[Information provided]

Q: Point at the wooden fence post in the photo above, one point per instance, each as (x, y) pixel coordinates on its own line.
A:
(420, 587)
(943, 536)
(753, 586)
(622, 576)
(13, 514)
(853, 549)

[/Information provided]

Repeat each entry above exactly as it appears.

Q: Point at the wooden fence post in the photo above, one point per instance, each as (x, y) pixel coordinates on its own line.
A:
(420, 587)
(943, 536)
(753, 586)
(622, 576)
(13, 514)
(853, 549)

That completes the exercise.